** Work instructions **
Could you write out the records exactly as they are given?

** Records excerpted from a collection **
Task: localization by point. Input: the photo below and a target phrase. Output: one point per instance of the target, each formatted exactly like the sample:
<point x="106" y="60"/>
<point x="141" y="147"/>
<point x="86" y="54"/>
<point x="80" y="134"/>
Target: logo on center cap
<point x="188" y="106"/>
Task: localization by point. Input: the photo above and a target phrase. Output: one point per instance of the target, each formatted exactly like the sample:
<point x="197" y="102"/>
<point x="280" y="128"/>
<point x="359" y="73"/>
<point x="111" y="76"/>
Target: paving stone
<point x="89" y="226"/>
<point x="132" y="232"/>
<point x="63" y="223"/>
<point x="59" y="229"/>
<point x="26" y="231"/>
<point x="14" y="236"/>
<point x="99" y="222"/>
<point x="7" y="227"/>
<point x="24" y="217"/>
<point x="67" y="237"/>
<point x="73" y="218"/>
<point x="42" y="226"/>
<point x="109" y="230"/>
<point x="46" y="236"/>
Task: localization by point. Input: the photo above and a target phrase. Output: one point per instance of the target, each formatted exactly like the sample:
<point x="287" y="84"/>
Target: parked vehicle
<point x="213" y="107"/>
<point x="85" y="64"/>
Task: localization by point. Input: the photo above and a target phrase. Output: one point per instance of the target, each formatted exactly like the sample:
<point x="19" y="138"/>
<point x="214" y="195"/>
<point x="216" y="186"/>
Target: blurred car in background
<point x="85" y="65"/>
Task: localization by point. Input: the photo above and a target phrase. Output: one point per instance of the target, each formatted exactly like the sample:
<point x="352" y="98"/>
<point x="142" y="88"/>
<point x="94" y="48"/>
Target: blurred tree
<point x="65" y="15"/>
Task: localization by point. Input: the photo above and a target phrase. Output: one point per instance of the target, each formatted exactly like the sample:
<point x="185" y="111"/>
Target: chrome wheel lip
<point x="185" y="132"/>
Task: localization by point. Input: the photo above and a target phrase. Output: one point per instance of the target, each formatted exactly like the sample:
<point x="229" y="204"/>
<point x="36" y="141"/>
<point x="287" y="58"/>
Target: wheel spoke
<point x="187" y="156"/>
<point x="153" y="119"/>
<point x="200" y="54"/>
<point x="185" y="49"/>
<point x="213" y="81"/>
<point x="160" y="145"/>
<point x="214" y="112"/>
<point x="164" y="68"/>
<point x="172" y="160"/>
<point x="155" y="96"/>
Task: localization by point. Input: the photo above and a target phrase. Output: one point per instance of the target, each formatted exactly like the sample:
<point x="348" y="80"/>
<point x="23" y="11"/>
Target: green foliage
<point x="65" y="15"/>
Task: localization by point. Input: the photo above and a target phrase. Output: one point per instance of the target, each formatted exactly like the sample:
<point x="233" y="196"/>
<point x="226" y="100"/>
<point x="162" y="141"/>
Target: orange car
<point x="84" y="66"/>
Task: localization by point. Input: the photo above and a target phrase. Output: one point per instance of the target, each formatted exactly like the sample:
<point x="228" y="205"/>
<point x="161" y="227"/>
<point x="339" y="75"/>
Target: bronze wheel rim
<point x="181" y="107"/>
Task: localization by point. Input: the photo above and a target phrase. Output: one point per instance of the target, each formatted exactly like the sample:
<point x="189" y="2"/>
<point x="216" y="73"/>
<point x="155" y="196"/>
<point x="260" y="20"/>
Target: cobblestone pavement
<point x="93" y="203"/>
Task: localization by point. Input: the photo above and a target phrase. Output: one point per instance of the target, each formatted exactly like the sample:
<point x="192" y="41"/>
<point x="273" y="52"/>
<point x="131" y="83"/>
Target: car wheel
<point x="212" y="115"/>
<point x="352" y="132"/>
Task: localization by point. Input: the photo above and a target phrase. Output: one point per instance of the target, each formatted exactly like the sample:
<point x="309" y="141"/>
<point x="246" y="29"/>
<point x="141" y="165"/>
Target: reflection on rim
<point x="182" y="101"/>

** Reply **
Task: localization by point. Input: the photo below and a target phrase. Output: one point per instance of the target, each formatted exactly like the sample:
<point x="106" y="60"/>
<point x="141" y="147"/>
<point x="86" y="54"/>
<point x="80" y="134"/>
Target: logo on center cap
<point x="188" y="106"/>
Task: localization by point. Input: the photo above and a target phrase. Output: one point per instance of the target, each formatted exactly like the sample:
<point x="197" y="102"/>
<point x="280" y="128"/>
<point x="359" y="73"/>
<point x="111" y="76"/>
Target: paving stone
<point x="89" y="226"/>
<point x="132" y="232"/>
<point x="63" y="223"/>
<point x="59" y="229"/>
<point x="26" y="231"/>
<point x="14" y="236"/>
<point x="99" y="222"/>
<point x="7" y="227"/>
<point x="24" y="217"/>
<point x="67" y="237"/>
<point x="73" y="218"/>
<point x="42" y="226"/>
<point x="109" y="230"/>
<point x="46" y="236"/>
Task: localization by point. Input: the photo above and a target phrase. Output: one point per instance of the target, each formatted exactly like the sample:
<point x="287" y="84"/>
Target: parked vehicle
<point x="213" y="107"/>
<point x="85" y="64"/>
Task: localization by point. Input: the photo above and a target phrase. Output: one point per instance of the target, each formatted exactly like the sample:
<point x="19" y="138"/>
<point x="214" y="195"/>
<point x="216" y="186"/>
Target: blurred car in background
<point x="85" y="65"/>
Task: localization by point. Input: the photo above and a target phrase. Output: one point per instance of the target, each formatted exactly like the sample:
<point x="352" y="98"/>
<point x="142" y="88"/>
<point x="94" y="48"/>
Target: blurred tree
<point x="65" y="15"/>
Task: localization by point. Input: the photo above and a target phrase. Output: one point per instance of the target, each formatted exactly like the sample:
<point x="185" y="111"/>
Target: chrome wheel lip
<point x="185" y="132"/>
Task: localization by point. Input: the photo above and a target phrase. Output: one point per instance of the target, each formatted exactly like the sample:
<point x="229" y="204"/>
<point x="36" y="141"/>
<point x="287" y="58"/>
Target: wheel spoke
<point x="187" y="156"/>
<point x="153" y="119"/>
<point x="200" y="54"/>
<point x="185" y="49"/>
<point x="213" y="81"/>
<point x="160" y="145"/>
<point x="214" y="112"/>
<point x="164" y="68"/>
<point x="172" y="160"/>
<point x="155" y="96"/>
Task: localization by point. Input: the photo above and a target phrase. Output: one point per instance of the target, each formatted exactly like the sample:
<point x="348" y="80"/>
<point x="23" y="11"/>
Target: green foliage
<point x="65" y="15"/>
Task: localization by point. Input: the photo above and a target phrase. Output: one point per instance of the target, each formatted exactly like the sample:
<point x="233" y="196"/>
<point x="226" y="100"/>
<point x="162" y="141"/>
Target: orange car
<point x="84" y="66"/>
Task: localization by point. Input: the photo above and a target phrase. Output: one point per instance of the target, each formatted exactly like the sample:
<point x="228" y="205"/>
<point x="161" y="227"/>
<point x="339" y="75"/>
Target: bronze wheel rim
<point x="181" y="107"/>
Task: localization by point. Input: the photo above and a target phrase. Output: one point per instance of the target, each formatted exactly like the sample:
<point x="189" y="2"/>
<point x="216" y="73"/>
<point x="155" y="196"/>
<point x="260" y="20"/>
Target: cobblestone pavement
<point x="93" y="203"/>
Task: localization by point. Input: the photo above and a target phrase. Output: one point per instance of the target, each formatted exactly like the sample:
<point x="192" y="41"/>
<point x="273" y="52"/>
<point x="131" y="83"/>
Target: car wheel
<point x="212" y="115"/>
<point x="352" y="132"/>
Task: localization by point. Input: the photo above and a target phrase. Output: one point per instance of the target, each formatted exactly like the sample:
<point x="309" y="141"/>
<point x="246" y="29"/>
<point x="141" y="165"/>
Target: reflection on rim
<point x="182" y="101"/>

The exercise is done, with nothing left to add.